__TO DO__.
Update the lines from the line with "that the sign" to the line with "290;336;329;356", replacing "windshield" with "front window" and leaving everything else unchanged. Return only those lines.

Part of a data file
####################

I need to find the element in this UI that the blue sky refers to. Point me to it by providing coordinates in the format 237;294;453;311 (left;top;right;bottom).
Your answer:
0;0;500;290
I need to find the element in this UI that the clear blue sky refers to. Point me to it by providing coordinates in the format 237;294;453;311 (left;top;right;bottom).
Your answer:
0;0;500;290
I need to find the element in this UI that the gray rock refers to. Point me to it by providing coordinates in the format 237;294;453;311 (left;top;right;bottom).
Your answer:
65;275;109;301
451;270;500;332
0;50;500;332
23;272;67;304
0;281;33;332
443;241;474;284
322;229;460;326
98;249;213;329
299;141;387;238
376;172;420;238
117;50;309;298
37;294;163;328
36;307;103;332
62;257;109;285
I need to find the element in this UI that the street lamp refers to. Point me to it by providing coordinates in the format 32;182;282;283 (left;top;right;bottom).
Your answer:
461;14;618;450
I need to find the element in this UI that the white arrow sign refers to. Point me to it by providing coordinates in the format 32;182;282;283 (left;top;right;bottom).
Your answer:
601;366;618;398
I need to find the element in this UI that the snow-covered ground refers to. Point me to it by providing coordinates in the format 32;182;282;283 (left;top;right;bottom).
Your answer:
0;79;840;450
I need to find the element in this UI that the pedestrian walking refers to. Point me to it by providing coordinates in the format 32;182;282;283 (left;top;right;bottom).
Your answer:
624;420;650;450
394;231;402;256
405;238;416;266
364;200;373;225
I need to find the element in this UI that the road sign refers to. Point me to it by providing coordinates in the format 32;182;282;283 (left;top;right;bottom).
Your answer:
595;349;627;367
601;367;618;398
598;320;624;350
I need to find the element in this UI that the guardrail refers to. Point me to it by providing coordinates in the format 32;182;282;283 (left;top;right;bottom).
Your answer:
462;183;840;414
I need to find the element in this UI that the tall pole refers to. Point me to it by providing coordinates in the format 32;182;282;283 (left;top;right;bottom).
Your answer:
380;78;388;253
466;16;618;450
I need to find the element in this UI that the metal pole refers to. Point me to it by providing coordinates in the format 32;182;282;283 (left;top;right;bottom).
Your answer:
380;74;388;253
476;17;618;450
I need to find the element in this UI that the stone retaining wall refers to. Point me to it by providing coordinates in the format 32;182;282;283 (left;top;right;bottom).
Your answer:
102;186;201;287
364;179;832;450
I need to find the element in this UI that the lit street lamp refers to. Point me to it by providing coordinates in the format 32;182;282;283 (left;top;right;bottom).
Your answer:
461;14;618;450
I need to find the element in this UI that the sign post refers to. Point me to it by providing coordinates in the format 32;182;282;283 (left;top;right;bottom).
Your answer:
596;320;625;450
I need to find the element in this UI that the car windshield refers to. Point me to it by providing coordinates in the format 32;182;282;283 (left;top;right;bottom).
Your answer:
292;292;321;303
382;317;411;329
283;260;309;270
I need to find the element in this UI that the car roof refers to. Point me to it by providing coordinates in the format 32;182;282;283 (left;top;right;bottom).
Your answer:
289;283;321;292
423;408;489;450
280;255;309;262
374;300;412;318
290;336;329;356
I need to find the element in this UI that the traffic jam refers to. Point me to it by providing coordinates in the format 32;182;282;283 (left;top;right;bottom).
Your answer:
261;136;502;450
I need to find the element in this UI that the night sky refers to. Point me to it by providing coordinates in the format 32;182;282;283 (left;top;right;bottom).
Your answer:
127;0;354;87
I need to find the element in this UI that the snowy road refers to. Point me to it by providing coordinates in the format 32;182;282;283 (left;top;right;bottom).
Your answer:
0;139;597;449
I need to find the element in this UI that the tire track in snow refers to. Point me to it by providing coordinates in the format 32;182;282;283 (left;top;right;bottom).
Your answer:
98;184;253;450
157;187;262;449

####################

__RESPONSE TO THIS EXERCISE__.
I need to find the element in this UI that the sign post refers to. Point me to it by providing coordinates in the format 32;182;282;283 (left;top;right;bottom).
Your answer:
596;320;625;450
I need to find the element in this UI that the car front window refers to. Point me to it by providing coordinates in the format 32;182;282;283 (left;top;right;bottom).
Your answer:
292;292;321;303
382;317;411;329
283;260;309;270
I need to find the element in this UI that the car roof refers to. Point me to it by providing coordinates in the format 32;182;282;283 (left;top;right;bottom).
Your answer:
289;283;321;292
423;408;489;450
280;255;309;262
374;300;412;318
290;336;329;356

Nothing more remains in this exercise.